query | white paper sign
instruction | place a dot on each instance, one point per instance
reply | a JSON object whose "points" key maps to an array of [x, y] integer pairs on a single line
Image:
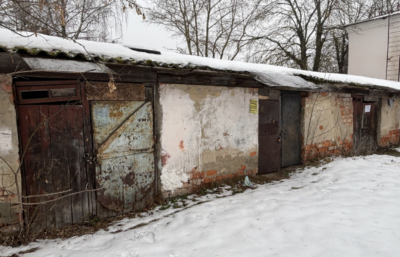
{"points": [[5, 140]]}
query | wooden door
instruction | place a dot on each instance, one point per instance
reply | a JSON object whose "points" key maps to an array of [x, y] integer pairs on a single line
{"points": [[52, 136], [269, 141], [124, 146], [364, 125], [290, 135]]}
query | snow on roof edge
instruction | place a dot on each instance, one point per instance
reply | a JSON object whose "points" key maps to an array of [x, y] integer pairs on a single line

* * *

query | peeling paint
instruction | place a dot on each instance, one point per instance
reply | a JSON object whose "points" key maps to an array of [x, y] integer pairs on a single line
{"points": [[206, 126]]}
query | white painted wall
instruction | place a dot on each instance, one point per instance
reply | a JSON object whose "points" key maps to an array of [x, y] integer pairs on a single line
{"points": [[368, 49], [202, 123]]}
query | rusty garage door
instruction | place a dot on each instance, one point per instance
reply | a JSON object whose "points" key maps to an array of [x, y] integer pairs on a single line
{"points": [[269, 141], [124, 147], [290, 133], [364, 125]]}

WRITTEN INSTRUCTION =
Find every line in the records above that contains the word "white", and copy each of those lines.

RESPONSE TO THE EXERCISE =
query | white paper sign
query | white painted wall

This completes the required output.